◆ **Butir Kerja 1**: Terjemahkan kalimat berikut dari teks tentang kasus perdagangan orang di NTB ke dalam bahasa Inggris: "Juliani diduga kuat sebagai korban TPPO karena diberangkatkan menjadi TKW ke Oman, Timur Tengah saat berusia 14 tahun atau di bawah umur."
◆ **Butir Kerja 2**: Dalam teks tentang kasus perdagangan orang di NTB, pada usia berapa Juliani diberangkatkan ke Oman?
◆ **Butir Kerja 3**: Lanjutkan teks tentang kasus perdagangan orang di NTB mulai dari kalimat terakhirnya.

◆ **Teks Pilihan**:
+ + + + +

Salin Artikel

Kisah Kakak Beradik Korban Perdagangan Manusia hingga Kasusnya Disidangkan

Juliani diduga kuat sebagai korban TPPO karena diberangkatkan menjadi TKW ke Oman, Timur Tengah saat berusia 14 tahun atau di bawah umur.

Kasus ini adalah kasus pertama tindak pidana perdagangan orang (TPPO) di NTB yang berhasil diusut hingga ke meja hijau, khususnya TKW.

“Ini adalah kasus tindak pidana perdagangan orang pertama di NTB, dengan korban TKW, yang berhasil disidangkan atau sampai ke meja hijau. Kami akui ini yang pertama kalinya di NTB,” kata Didik Jatmiko, Humas Pengadilan Negeri Mataram.

Bagi Didik, pengungkapan kasus ini akan berdampak baik. Bukan hanya menimbulkan efek jera bagi pelaku, tapi juga menumbuhkan kesadaran masyarakat dan mereka yang mau berangkat ke luar negeri untuk selalu hati-hati dan waspada penipuan.

+ + + + +

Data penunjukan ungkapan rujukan
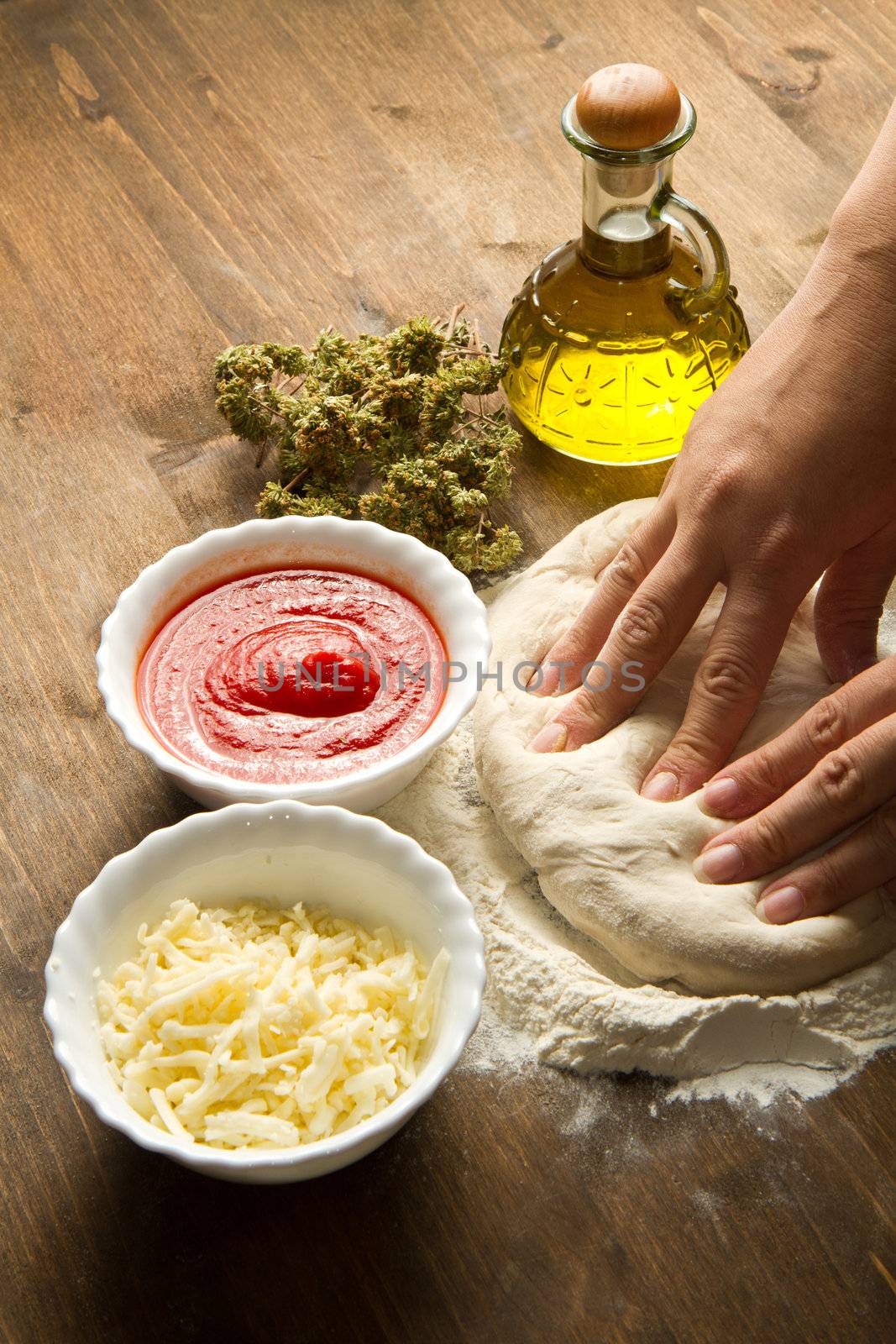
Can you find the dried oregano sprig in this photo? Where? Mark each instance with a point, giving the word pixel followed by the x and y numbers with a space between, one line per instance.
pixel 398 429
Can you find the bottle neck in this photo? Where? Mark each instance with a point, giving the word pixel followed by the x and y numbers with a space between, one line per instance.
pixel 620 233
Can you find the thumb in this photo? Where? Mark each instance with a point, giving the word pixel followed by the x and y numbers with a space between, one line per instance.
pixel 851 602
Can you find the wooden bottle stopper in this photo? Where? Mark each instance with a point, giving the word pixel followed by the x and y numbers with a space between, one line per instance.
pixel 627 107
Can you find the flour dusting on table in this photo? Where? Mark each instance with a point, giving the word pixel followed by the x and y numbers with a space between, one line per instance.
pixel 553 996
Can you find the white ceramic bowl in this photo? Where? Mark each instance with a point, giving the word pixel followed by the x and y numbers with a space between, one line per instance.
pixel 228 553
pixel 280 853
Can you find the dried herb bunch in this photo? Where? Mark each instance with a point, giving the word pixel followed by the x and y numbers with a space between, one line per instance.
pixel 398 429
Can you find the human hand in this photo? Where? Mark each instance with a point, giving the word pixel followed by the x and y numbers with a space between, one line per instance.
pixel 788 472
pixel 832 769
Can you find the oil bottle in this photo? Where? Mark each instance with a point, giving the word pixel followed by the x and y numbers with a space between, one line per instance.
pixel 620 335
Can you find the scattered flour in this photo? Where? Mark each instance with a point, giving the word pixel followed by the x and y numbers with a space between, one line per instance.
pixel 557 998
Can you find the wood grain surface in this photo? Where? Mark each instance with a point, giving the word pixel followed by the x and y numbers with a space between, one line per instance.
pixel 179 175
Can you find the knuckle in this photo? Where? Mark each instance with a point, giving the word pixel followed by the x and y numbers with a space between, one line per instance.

+ + + + +

◆ **Kotak Jawaban 1**: Juliani is strongly suspected of being a victim of human trafficking (TPPO) because she was sent to Oman, in the Middle East, as a female migrant worker (TKW) at the age of 14, while still underage.

◆ **Kotak Jawaban 2**: Juliani diberangkatkan ke Oman pada usia 14 tahun.

◆ **Kotak Jawaban 3**:
Sidang yang dipimpin Majelis Hakim Suradi, memberikan sejumlah pertanyaan pada para saksi korban. Juliani dengan sangat hati-hati, mengingat apa yang dialaminya seperti saat ia tengah mengidap sakit tumor di pipinya dan hamil muda.

Dalam persidangan, Juliani, Rabitah, dan sang ibu Sarinah mengatakan, terdakwa UL, yang merupakan tetangga mereka, merupakan tekong yang membujuk Juliani dan Rabitah mengadu nasib di Timur Tengah. Mereka diiming-imingi gaji Rp 6 juta per bulan.

Rabitah, TKW yang pernah diduga kehilangan satu ginjalnya saat bekekerja di Qatar 2014 silam, hadir sebagai saksi atas kasus TPPO adiknya, Juliani.

Terdakwa UL dan IJ merupakan tekong yang memberangkatkan Juliani dan Rubitah ke Timur Tengah. Juliani tidak sendiri. Sebab UL dan IJ memberangkatkan ratusan TKW asal NTB tanpa dokumen. Rubitah dan Juliani adalah salah satu korban dari Ul dan IJ.

Kakak beradik ini pergi dengan dokumen palsu. Mulai dari usia hingga alamat keduanya dipalsukan. Bahkan, meski dikirim ke Timur Tengah, mereka tidak sampai di negara tujuan yang dijanjikan. 

”Saya memang berangkat menjadi TKW di Oman dan dipulangkan, selain karena habis kontrak saya juga mengidap penyakit tumor,” kata Juliani saat menjadi saksi.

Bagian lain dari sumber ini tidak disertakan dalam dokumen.